■ **给定文本**

使用样例数据快速开始查询分析

教程概述

通过本教程,您将了解到如何利用Lakehouse平台内置的样例数据集,无需提前准备数据即可快速使用SQL进行查询分析已评估SQL功能及性能。

样例数据集由云器平台通过名称为CLICKZETTA_SAMPLE_DATA的数据集以共享方式开放给所有账户查询。本教程将以其中的TPC-H 100gb数据集为例,介绍如何在Lakehouse中快速完成TPC-H测试集的查询测试,评估处理性能。

以下将通过以下步骤完成教程内容:

  • 环境准备:通过样例数据集检查原始数据,创建测试使用的计算集群
  • 发起查询:使用Studio Web环境创建SQL查询完成22个TPC-H SQL查询
  • 变更集群大小:调整集群大小,扩大至之前集群大小的4倍
  • 发起查询:使用调整大小后的集群再次完成22个TPC-H SQL查询
  • 观察不同集群规格下,查询时延的变化

Step01. 准备工作

首先,在您登录Lakehouse Web控制台并进入指定的工作空间后。可访问”数据”模块,检查数据管理下的数据对象列表中”clickzetta_sample_data.tpch_100gb“下的相关表是否存在。

其次,我们将为本次测试临时一个独立的计算集群用于查询分析。您可以通过访问Lakehouse Web控制台的”计算→集群”菜单,通过页面向导新建集群。

同时,您也可以通过SQL命令来创建集群。通过SQL命令操作时,您可以不离开SQL开发上下文,在Ad-hoc或者ETL开发过程中通过SQL命令控制集群创建、扩/缩容、暂停/恢复、销毁动作,往往可以提高计算资源的操作效率。

本教程通过在”开发”模块新建SQL脚本任务方式,执行以下脚本即可快速创建集群。

-- 创建分析型虚拟计算资源
create vcluster if not exists TPCH_100GB vcluster_size='Medium' vcluster_type='Analytics'  AUTO_RESUME=TRUE AUTO_SUSPEND_IN_SECOND=300 min_replicas=1 max_replicas=1 comment 'TPCH 100GB TEST';

Step2. 对样例数据进行TPC-H的查询

在”开发”模块新建SQL脚本任务,将TPC-H的22个查询语句录入,在”集群”下拉列表中选择刚才创建的测试集群,然后选中任务中的全部脚本后点击”运行”按钮进行串行查询。

查询脚本为:

-- 执行使用TPCH_100GB计算资源运行作业
use vcluster TPCH_100GB;

-- 设置查询的标签
set query_tag='tpch100g_benchmark';

-- Q1
select
        l_returnflag,
        l_linestatus,
        sum(l_quantity) as sum_qty,
        sum(l_extendedprice) as sum_base_price,
        sum(l_extendedprice * (1 - l_discount)) as sum_disc_price,
        sum(l_extendedprice * (1 - l_discount) * (1 + l_tax)) as sum_charge,
        avg(l_quantity) as avg_qty,
        avg(l_extendedprice) as avg_price,
        avg(l_discount) as avg_disc,
        count(*) as count_order
from
        clickzetta_sample_data.tpch_100g.lineitem
where
        l_shipdate <= date '1998-12-01' - interval '85' day
group by
        l_returnflag,
        l_linestatus
order by
        l_returnflag,
        l_linestatus;

-- Q2
select
s_acctbal, -- 帐户余额
s_name, -- 名字
n_name, -- 国家
p_partkey, -- 零件的号码
p_mfgr, -- 生产者
s_address, -- 供应者的地址
s_phone, -- 电话号码
s_comment -- 备注信息
from
clickzetta_sample_data.tpch_100g.part,
clickzetta_sample_data.tpch_100g.supplier,
clickzetta_sample_data.tpch_100g.partsupp,
clickzetta_sample_data.tpch_100g.nation,
clickzetta_sample_data.tpch_100g.region
where
p_partkey = ps_partkey
and s_suppkey = ps_suppkey
and p_size = 15 -- 指定大小,在区间[1, 50]内随机选择
and p_type like '%BRASS' -- 指定类型,在TPC-H标准指定的范围内随机选择
and s_nationkey = n_nationkey
and n_regionkey = r_regionkey
and r_name = 'EUROPE' -- 指定地区,在TPC-H标准指定的范围内随机选择
and ps_supplycost = (
select
min(ps_supplycost) --聚集函数
from   -- 与父查询的表有重叠
clickzetta_sample_data.tpch_100g.partsupp,
clickzetta_sample_data.tpch_100g.supplier,
clickzetta_sample_data.tpch_100g.nation,
clickzetta_sample_data.tpch_100g.region
where
p_partkey = ps_partkey
and s_suppkey = ps_suppkey
and s_nationkey = n_nationkey
and n_regionkey = r_regionkey
and r_name = 'EUROPE'
)

■ **收藏条目**
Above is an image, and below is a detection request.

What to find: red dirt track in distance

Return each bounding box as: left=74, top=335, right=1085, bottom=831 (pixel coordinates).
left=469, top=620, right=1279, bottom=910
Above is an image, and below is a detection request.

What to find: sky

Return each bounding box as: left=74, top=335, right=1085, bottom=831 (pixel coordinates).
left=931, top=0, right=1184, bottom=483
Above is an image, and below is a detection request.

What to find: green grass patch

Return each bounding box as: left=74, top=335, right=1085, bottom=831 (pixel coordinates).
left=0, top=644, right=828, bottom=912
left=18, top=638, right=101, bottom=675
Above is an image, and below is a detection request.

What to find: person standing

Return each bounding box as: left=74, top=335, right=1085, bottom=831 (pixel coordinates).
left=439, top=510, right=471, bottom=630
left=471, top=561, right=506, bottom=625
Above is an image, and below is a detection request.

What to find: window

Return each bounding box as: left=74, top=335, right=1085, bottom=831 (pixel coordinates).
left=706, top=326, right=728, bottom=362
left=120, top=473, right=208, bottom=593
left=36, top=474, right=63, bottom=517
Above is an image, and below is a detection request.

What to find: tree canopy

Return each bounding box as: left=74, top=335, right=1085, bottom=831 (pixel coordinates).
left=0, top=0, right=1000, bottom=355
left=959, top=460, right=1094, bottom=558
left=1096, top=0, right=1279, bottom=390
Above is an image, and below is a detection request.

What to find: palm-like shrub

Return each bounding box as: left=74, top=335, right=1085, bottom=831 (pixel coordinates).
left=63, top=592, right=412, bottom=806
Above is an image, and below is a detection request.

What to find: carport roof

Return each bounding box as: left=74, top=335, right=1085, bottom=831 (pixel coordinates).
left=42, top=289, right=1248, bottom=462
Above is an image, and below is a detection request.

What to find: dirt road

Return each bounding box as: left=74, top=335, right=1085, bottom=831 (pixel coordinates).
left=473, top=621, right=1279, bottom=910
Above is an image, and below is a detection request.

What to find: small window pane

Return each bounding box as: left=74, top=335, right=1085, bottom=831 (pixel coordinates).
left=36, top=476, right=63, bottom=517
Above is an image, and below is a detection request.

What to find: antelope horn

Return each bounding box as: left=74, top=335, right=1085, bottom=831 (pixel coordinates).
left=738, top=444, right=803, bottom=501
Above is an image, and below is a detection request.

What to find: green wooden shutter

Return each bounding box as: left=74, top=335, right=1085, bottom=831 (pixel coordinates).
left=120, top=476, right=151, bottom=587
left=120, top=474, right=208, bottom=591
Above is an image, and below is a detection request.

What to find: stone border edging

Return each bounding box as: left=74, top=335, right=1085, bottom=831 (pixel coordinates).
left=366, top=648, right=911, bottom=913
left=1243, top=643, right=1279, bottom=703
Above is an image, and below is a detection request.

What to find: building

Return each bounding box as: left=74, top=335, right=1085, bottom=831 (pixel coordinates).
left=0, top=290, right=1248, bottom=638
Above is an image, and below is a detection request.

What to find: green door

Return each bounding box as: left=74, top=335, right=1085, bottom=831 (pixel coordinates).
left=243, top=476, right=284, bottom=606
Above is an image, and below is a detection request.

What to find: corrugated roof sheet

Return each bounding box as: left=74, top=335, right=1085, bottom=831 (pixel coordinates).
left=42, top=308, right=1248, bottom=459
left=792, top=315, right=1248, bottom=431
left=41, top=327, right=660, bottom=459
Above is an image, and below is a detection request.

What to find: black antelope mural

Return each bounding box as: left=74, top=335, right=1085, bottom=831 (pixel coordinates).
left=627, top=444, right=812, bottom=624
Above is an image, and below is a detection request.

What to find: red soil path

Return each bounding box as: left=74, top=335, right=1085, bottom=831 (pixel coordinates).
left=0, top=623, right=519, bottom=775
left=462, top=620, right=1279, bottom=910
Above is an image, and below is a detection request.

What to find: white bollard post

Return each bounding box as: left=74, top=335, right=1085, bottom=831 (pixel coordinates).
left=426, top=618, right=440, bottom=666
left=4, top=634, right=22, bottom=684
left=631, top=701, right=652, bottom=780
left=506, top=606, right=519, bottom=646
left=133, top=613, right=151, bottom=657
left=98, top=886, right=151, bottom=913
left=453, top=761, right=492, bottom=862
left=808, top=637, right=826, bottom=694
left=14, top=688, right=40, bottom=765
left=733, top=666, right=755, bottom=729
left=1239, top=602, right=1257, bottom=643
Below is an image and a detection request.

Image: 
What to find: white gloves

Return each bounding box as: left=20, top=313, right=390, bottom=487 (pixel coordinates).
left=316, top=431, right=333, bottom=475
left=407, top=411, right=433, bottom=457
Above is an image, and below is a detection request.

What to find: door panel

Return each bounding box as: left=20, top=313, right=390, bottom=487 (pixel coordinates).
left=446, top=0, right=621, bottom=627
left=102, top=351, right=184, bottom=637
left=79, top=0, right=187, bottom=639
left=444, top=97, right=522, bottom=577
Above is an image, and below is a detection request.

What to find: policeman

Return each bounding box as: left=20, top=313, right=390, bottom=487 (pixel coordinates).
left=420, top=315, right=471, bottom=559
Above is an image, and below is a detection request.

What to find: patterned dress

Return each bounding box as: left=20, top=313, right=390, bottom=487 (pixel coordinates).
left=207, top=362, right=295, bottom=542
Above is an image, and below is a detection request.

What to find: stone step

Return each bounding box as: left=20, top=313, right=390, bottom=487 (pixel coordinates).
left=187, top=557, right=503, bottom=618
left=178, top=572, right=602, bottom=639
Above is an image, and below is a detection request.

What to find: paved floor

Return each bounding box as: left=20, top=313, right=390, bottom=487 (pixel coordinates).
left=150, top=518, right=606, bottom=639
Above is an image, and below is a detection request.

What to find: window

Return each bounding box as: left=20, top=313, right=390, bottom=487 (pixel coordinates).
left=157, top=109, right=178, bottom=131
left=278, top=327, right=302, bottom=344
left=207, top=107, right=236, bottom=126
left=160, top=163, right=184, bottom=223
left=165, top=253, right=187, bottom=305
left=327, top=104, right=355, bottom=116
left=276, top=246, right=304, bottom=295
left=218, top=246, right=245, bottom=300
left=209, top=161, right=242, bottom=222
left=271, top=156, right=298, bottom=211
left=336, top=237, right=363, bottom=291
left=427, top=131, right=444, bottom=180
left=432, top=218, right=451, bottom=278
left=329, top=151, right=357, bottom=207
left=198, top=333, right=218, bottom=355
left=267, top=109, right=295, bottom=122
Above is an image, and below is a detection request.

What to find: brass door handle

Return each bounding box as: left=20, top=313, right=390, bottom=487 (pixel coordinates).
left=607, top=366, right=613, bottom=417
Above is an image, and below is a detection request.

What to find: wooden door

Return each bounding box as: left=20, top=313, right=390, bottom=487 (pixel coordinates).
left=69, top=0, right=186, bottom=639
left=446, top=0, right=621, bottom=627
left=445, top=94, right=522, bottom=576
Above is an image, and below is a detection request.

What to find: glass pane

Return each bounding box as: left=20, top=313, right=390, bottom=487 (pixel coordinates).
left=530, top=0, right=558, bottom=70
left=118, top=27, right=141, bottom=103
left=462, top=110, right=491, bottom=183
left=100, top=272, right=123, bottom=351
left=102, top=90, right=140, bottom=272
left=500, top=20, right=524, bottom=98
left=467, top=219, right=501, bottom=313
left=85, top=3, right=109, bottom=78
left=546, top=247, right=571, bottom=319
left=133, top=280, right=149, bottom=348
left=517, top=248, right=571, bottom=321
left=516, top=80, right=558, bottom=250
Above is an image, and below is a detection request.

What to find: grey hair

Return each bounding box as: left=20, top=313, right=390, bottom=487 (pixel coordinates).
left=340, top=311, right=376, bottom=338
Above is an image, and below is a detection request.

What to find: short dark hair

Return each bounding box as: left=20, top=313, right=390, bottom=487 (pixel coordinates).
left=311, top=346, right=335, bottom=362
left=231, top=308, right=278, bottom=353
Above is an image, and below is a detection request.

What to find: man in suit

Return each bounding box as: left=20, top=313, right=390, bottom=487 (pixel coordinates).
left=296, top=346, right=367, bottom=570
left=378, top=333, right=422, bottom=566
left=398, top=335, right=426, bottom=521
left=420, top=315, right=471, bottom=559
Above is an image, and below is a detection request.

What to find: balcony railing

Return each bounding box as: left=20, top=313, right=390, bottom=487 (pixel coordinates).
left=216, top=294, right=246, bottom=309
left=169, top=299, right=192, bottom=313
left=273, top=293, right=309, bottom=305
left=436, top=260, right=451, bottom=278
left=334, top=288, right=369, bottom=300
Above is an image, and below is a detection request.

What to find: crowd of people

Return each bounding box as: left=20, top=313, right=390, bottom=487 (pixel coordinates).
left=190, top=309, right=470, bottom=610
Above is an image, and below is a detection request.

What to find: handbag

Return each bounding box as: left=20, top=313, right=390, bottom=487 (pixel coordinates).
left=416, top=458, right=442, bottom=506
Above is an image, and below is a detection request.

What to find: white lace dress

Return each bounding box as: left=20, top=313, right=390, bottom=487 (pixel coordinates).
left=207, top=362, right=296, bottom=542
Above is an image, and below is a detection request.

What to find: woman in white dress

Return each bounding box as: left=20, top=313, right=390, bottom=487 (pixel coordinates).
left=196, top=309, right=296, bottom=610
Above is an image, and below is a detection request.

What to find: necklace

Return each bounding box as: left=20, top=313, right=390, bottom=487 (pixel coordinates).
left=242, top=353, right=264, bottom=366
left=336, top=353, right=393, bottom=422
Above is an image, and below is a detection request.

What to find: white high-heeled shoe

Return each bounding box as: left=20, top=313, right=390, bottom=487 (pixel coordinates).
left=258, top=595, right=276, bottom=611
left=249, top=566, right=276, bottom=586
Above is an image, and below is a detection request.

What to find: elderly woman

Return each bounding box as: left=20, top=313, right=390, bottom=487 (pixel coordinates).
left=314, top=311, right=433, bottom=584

■ **任务要求**
[1] 在TPC-H查询教程中,标注为“-- Q2”的查询,其主查询的from子句列出了哪些表?请全部列出。
[2] TPC-H查询教程里用来创建集群的SQL语句,把vcluster_size设成了什么?

■ **参考答案**
[1]
clickzetta_sample_data.tpch_100g.part
clickzetta_sample_data.tpch_100g.supplier
clickzetta_sample_data.tpch_100g.partsupp
clickzetta_sample_data.tpch_100g.nation
clickzetta_sample_data.tpch_100g.region

[2] 'Medium'